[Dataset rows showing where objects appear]
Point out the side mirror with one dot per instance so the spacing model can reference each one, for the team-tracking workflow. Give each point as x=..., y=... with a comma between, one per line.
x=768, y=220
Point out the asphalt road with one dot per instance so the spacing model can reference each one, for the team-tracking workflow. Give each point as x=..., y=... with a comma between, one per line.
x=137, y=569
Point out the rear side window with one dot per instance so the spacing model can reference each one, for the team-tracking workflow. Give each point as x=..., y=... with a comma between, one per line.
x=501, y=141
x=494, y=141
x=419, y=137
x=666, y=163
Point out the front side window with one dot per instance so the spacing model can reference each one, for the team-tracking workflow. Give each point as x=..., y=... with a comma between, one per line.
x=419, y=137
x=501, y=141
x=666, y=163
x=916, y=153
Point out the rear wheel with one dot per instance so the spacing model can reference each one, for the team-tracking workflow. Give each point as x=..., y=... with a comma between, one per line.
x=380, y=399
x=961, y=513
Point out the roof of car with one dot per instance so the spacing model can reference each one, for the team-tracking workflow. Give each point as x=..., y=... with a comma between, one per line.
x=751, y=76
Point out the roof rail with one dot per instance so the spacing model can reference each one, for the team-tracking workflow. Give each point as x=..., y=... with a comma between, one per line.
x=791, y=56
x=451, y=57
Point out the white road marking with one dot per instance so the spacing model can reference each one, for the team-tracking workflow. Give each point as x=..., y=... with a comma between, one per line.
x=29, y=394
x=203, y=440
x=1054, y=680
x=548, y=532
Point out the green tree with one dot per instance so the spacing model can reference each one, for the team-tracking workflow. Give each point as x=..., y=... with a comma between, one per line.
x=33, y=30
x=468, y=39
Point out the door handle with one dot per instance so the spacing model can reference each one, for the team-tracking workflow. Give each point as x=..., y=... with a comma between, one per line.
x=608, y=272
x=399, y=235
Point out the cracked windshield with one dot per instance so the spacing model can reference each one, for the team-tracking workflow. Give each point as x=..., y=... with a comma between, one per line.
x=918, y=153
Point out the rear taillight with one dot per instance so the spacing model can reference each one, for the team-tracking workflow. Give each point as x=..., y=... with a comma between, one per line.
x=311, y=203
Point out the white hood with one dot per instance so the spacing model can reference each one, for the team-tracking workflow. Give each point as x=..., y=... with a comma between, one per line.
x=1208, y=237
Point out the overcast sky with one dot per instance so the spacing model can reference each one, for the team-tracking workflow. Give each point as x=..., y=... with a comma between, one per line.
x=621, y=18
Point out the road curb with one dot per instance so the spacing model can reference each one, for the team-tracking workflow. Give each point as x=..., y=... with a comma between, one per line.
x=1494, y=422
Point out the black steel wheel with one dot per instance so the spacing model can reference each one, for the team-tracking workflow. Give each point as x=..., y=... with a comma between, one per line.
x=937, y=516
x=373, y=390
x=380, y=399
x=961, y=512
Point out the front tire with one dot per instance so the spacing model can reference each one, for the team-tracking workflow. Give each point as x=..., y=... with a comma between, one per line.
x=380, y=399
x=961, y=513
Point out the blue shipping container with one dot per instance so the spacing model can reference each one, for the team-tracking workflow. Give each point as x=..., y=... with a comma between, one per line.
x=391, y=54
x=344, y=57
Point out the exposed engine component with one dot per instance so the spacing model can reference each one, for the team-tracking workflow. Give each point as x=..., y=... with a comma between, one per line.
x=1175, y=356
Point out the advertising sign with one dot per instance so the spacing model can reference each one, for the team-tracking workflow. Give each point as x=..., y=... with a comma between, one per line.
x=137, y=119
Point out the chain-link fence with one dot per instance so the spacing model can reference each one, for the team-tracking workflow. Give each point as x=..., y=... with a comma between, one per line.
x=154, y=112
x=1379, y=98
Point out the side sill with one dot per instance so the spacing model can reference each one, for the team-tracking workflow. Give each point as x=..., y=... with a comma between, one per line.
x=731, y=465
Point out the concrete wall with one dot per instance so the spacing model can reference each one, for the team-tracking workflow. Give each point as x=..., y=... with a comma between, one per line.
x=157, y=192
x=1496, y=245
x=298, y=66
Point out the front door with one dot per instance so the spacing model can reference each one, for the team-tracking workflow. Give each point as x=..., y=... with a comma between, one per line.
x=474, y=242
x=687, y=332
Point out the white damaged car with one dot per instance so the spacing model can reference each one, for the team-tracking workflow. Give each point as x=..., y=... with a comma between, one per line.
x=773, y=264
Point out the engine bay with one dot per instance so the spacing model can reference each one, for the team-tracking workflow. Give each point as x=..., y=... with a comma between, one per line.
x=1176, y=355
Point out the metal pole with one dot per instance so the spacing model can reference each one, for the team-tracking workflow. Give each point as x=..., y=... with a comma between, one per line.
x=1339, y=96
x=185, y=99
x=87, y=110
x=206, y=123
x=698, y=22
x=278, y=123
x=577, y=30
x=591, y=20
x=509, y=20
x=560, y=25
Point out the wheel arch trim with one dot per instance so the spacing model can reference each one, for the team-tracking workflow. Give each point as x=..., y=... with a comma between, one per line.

Your goal:
Copy the lines of the records above word for word, from the line containing "Point out the green" through the line containing "x=468, y=39", both included.

Result for this exercise:
Point out the green tree with one dot per instance so the spacing model can reference each one, for the team-tracking workflow. Give each point as x=..., y=... with a comma between, one per line.
x=33, y=30
x=468, y=39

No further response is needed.